** AVAILABLE DATA follows **

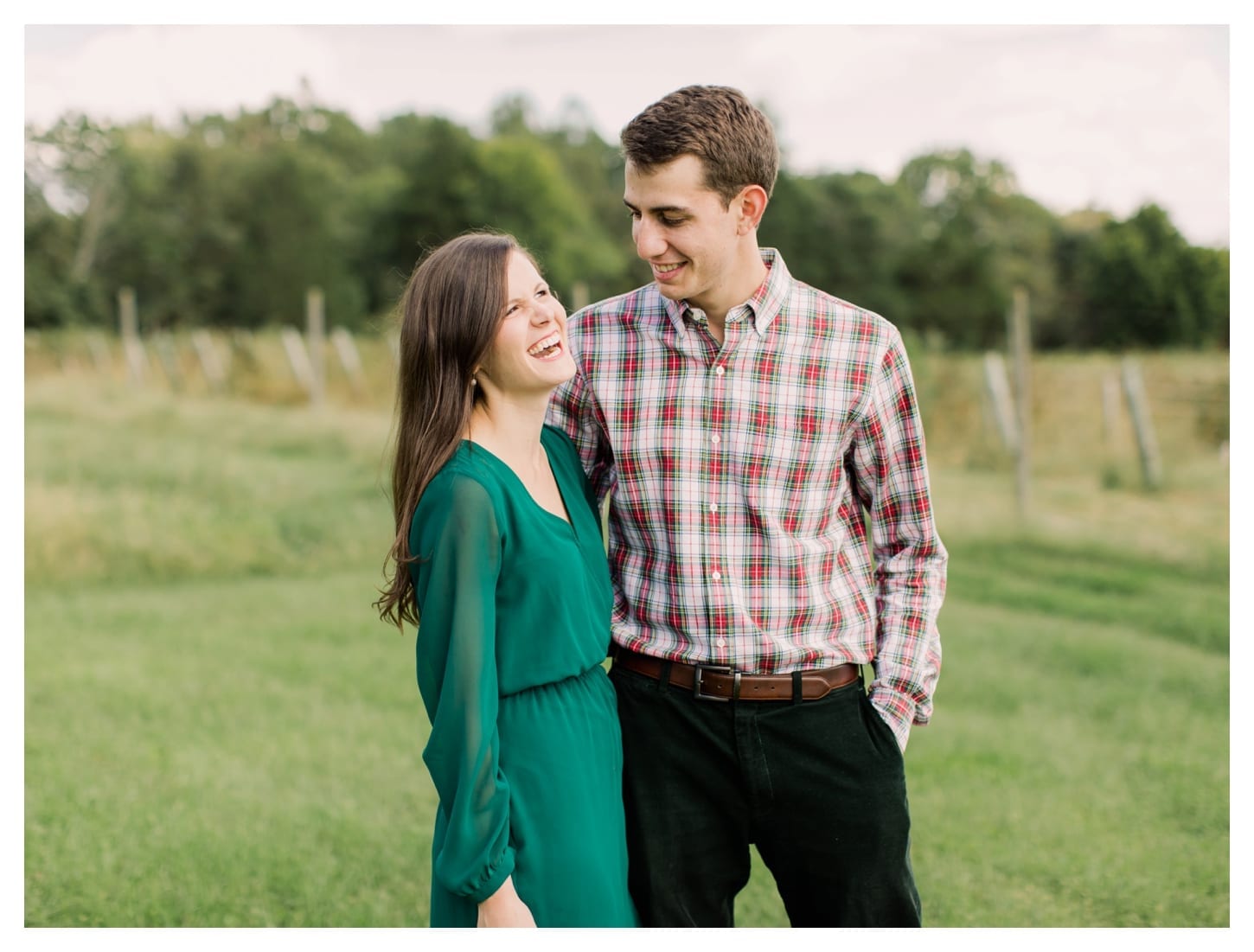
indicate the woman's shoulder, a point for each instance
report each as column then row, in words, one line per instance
column 465, row 481
column 556, row 439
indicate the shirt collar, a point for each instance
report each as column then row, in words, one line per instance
column 764, row 303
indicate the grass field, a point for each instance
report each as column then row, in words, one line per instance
column 219, row 732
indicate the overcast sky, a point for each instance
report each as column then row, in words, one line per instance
column 1109, row 116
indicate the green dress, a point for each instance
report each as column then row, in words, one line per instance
column 526, row 751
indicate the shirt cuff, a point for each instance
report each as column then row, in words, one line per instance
column 897, row 710
column 495, row 877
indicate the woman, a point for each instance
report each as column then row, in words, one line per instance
column 498, row 559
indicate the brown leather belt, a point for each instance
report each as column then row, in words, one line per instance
column 721, row 684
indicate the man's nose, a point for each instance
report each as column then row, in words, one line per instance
column 649, row 242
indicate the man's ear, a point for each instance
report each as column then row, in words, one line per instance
column 749, row 205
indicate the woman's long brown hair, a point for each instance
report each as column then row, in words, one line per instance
column 449, row 315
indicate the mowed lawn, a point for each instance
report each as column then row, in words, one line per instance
column 219, row 730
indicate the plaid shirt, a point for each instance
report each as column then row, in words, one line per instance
column 744, row 481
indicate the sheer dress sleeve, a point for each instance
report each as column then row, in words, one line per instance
column 457, row 540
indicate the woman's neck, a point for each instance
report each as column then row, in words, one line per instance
column 509, row 431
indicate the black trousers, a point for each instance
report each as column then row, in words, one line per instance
column 819, row 787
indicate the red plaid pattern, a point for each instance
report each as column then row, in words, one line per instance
column 745, row 479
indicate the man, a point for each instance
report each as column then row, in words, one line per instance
column 750, row 426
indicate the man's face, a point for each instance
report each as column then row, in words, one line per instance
column 685, row 233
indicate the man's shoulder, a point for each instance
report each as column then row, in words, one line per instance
column 624, row 311
column 832, row 316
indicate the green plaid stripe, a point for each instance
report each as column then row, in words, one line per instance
column 740, row 476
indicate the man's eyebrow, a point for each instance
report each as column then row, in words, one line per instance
column 660, row 208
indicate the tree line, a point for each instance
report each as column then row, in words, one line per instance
column 226, row 221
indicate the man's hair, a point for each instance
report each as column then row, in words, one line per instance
column 718, row 125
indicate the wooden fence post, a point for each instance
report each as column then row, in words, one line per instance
column 131, row 344
column 211, row 362
column 349, row 359
column 1021, row 347
column 298, row 358
column 1147, row 439
column 167, row 354
column 315, row 322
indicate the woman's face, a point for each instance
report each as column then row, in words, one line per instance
column 529, row 353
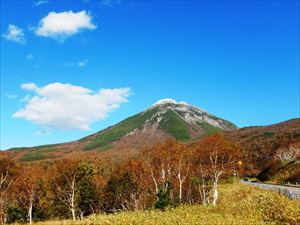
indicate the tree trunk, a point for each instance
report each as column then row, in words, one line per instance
column 73, row 214
column 180, row 191
column 215, row 189
column 72, row 200
column 30, row 212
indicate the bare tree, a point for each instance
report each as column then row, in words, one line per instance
column 217, row 157
column 291, row 152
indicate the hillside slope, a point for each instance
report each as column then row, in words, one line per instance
column 166, row 118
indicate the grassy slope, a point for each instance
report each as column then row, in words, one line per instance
column 239, row 204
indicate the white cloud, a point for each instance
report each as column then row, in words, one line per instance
column 14, row 33
column 11, row 96
column 62, row 25
column 81, row 63
column 40, row 2
column 29, row 56
column 69, row 107
column 29, row 87
column 111, row 3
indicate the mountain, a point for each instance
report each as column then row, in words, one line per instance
column 166, row 118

** End of AVAILABLE DATA **

Using the data above, transcribe exactly the lines between those containing "indicate the man's eyebrow, a" and "indicate the white", inclusive, and leave every picture behind.

indicate the man's eyebrow, a point for each instance
report each as column then row, in words, one line per instance
column 660, row 208
indicate the tree line, a point for each instance
report each as column then row, in words, one line per instance
column 226, row 221
indicate the man's hair, a point for each instance
report each as column then row, in words, one line per instance
column 718, row 125
indicate the wooden fence post, a point for each instance
report each as column then row, in words, one line per instance
column 131, row 344
column 211, row 362
column 349, row 359
column 1021, row 347
column 298, row 358
column 1147, row 439
column 167, row 354
column 315, row 322
indicate the woman's face, a point for each instance
report each as column then row, in words, one line per instance
column 529, row 353
indicate the tree trunk, a point for each instance
report each as column then row, in words, one line per instance
column 73, row 214
column 180, row 191
column 215, row 189
column 72, row 200
column 30, row 212
indicate the bare tree, a point for each instance
report each as column then row, in words, one line per instance
column 217, row 157
column 291, row 152
indicate the hillside slope, a point for each instance
report each as column then row, in words, one line per instance
column 166, row 118
indicate the grassy slope, a point for each instance
report each as column then row, in words, one line per instance
column 239, row 204
indicate the white cloud, a point for each instance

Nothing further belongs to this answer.